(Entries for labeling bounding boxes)
::::::::::

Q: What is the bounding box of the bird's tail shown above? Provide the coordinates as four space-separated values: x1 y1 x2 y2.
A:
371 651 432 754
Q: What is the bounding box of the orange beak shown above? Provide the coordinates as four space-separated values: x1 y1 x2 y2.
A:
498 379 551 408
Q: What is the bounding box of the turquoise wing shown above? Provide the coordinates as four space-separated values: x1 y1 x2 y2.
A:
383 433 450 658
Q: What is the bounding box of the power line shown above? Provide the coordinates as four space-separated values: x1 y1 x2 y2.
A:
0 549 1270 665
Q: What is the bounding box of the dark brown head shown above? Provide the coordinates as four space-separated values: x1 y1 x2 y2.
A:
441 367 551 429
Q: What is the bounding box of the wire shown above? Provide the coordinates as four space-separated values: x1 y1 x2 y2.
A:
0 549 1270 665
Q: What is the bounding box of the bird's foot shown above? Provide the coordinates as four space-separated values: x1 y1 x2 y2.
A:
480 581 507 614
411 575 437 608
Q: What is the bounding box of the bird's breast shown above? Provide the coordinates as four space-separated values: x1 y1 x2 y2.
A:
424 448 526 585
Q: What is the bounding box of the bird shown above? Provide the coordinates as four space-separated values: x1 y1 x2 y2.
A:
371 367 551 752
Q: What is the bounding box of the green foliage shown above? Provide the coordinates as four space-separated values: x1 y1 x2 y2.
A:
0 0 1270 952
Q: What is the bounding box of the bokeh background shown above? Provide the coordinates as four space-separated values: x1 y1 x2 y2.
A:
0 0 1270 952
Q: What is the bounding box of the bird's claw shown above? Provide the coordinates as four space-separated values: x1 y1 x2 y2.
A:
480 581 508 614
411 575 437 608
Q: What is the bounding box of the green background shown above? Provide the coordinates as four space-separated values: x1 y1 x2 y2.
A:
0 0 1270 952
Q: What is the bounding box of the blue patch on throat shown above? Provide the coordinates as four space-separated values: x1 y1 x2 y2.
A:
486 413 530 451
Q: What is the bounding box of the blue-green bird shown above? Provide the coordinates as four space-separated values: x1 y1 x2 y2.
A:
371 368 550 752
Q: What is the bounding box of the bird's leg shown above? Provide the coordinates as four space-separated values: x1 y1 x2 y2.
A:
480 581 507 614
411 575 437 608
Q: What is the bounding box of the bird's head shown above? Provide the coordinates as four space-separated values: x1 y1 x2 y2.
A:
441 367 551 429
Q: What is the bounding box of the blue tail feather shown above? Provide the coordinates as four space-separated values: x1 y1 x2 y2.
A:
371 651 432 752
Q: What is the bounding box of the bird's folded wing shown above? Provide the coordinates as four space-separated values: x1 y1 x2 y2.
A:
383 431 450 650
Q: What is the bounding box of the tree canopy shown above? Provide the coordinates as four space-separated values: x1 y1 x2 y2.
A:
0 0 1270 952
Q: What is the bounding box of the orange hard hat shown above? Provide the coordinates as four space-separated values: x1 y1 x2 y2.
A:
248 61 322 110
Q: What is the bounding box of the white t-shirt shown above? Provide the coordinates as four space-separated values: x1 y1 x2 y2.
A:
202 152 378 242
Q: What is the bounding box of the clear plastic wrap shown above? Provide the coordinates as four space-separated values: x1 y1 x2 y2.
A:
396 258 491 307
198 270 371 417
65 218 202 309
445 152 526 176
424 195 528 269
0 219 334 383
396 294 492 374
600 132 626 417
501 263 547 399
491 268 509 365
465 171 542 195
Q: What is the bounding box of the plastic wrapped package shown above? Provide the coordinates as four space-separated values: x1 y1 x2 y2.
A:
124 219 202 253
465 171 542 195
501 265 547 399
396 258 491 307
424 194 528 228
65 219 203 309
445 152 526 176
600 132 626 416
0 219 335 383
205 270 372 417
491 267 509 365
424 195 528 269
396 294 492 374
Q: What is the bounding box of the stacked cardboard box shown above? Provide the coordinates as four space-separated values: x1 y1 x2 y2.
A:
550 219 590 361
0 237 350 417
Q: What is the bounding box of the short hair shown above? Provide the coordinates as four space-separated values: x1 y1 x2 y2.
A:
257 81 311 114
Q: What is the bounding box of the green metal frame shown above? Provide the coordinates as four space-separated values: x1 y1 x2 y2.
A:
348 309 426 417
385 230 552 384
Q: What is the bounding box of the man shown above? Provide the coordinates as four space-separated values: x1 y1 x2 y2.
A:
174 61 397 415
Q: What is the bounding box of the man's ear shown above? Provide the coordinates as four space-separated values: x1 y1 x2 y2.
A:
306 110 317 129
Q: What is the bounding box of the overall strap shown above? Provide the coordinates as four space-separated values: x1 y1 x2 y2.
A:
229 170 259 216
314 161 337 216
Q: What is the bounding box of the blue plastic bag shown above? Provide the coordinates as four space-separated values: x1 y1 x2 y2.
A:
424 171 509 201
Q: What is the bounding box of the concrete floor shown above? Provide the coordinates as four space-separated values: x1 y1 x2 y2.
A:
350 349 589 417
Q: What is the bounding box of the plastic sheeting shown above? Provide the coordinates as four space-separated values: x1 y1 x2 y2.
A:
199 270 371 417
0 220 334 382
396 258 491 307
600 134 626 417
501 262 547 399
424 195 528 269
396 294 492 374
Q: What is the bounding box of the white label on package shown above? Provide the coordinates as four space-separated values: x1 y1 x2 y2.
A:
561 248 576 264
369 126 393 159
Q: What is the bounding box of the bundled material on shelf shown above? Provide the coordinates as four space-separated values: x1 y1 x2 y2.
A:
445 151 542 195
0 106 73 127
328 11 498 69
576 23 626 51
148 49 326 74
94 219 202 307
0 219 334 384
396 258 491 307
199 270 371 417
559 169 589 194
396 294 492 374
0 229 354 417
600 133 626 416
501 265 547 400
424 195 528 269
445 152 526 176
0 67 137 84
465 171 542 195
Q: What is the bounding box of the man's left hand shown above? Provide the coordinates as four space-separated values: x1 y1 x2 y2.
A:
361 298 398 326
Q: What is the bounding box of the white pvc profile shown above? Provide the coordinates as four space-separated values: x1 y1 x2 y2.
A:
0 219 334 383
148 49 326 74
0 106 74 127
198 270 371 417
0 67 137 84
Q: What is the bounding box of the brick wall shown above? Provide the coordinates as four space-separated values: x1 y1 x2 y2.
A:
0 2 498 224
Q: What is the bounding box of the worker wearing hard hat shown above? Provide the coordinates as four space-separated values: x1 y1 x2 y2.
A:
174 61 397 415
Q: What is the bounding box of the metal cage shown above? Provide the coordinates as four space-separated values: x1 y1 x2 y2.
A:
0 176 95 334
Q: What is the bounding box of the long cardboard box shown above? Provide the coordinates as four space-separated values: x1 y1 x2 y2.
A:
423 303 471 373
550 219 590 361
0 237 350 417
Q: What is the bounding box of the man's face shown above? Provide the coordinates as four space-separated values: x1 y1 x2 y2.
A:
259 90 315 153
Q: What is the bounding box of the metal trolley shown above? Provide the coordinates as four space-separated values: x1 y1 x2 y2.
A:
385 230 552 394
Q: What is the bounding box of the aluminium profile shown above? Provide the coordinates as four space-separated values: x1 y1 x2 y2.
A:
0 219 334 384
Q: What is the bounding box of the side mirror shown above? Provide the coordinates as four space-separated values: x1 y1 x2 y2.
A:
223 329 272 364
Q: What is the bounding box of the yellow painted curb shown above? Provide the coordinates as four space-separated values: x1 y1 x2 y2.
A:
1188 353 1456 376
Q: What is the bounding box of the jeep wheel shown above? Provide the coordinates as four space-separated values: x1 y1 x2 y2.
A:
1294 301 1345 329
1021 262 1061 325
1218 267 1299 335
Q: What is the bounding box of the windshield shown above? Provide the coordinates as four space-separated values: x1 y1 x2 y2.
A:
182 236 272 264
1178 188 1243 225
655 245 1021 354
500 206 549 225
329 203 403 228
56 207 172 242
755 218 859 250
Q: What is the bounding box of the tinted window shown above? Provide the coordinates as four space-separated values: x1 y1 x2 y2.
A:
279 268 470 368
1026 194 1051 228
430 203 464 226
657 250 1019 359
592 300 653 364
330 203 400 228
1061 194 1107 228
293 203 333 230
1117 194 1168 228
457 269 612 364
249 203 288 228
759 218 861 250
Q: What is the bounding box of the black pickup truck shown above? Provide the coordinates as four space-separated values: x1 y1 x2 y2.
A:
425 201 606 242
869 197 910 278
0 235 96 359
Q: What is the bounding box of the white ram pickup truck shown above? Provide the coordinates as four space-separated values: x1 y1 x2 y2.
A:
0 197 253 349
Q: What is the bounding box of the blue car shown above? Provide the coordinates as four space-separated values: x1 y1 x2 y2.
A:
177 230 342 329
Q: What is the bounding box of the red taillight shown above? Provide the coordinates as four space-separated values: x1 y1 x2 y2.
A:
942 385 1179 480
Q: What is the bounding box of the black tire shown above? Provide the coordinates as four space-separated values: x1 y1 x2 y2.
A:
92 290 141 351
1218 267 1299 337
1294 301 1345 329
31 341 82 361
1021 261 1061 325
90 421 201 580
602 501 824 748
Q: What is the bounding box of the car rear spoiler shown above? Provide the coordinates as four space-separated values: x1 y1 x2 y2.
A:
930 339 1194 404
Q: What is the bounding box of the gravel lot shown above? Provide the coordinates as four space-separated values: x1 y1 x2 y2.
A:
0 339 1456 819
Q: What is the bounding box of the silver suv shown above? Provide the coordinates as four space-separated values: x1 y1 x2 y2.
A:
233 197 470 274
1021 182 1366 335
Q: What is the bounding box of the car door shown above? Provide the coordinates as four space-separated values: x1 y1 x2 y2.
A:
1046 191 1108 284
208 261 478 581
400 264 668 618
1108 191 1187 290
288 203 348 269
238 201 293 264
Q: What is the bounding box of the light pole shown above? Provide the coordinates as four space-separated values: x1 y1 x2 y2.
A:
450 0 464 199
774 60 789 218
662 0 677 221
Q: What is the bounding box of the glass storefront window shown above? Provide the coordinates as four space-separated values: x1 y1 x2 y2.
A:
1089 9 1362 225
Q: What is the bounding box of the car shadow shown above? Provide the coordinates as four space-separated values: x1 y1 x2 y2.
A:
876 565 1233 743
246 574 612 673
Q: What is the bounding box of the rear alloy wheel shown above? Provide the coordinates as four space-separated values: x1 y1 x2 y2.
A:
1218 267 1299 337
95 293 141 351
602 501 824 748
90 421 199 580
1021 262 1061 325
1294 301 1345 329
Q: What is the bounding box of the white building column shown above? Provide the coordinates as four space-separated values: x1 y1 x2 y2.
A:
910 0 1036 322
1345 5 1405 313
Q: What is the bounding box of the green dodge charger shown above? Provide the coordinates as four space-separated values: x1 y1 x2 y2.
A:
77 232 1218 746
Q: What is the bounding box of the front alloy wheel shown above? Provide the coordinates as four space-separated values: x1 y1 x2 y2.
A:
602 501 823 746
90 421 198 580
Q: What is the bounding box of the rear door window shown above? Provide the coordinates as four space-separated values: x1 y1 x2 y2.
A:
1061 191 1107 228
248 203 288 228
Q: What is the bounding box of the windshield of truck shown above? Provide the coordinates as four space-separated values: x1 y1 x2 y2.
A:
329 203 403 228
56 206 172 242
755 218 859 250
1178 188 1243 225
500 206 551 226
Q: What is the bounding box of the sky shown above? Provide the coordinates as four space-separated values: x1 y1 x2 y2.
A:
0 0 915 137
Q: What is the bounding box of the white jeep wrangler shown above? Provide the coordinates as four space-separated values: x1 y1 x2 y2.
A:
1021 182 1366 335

::::::::::

*Work instructions:*
Rewrite the stretch of the lines above from their start through the line containing "371 368 550 752", both ends included, keeping every request unchanged. Rescale each coordinate in the answers by multiplying it by 2.1 and rounding to the nearest whole number, with halves rounded up.

*Correct result:*
Q: What is the bounding box of the bird's tail shown above? Provide the coordinates as four space-separated values: x1 y1 x2 y2.
A:
779 1367 907 1583
Q: What is the bounding box of the orange beak shown above? Provide the coordinates as four space-separated values: x1 y1 x2 y2.
A:
1046 796 1157 857
Q: What is the bounding box of the turquoise wing shown above? Provide the coordinates as four space-separated values: x1 y1 x2 y2.
A:
804 909 945 1382
Q: What is the bounding box of the power line shown above? Provide the coordinates as four space-separated values: x1 y1 x2 y2.
A:
0 1153 2667 1397
Q: What is the bounding box of the dark brown head shown above? Provide the coordinates as four space-separated values: x1 y1 x2 y2.
A:
926 771 1157 901
Q: What is the bounding box of the wire shown above? Provide the coordinates as four space-separated values: x1 y1 x2 y2.
A:
0 1153 2667 1397
Q: What is the bounding box of the bird's foot shown above? Provide the coordinates as four space-separated values: x1 y1 x2 y2.
A:
1008 1220 1065 1289
863 1208 918 1277
Q: What is the bounding box of the bird's breast shown above? Provide the coordinates as four space-separated values: x1 y1 x2 y2.
A:
890 941 1105 1229
Q: What is the bounding box of the bird shown above? Provide the coordinates as four space-separated values: x1 y1 x2 y2.
A:
779 771 1157 1579
Q: What is the bounding box of the green foliage shown above? Provide the coordinates as four space-separated values: x1 y1 x2 y2.
A:
0 0 2667 1999
Q: What is the bounding box of the bokeh background shown above? Provide the coordinates as four space-separated values: x1 y1 x2 y2.
A:
0 0 2667 1999
Q: What is the bounding box of the bird's claw shown above? Provide the coordinates as four space-separated values: x1 y1 x2 y2.
A:
1008 1220 1067 1289
863 1208 918 1277
Q: What is the bounding box of the green background shown above? Provide the coordinates as four space-separated values: x1 y1 x2 y2.
A:
0 0 2667 1999
Q: What is the bounding box of the blue patch on throat shown above? Provide the coordinates as four space-separated values: x1 y1 x2 y2.
A:
1021 867 1113 947
Q: What is the bounding box of the blue-green bird shown above? Provide the coordinates as four space-separated values: x1 y1 x2 y2.
A:
779 773 1155 1579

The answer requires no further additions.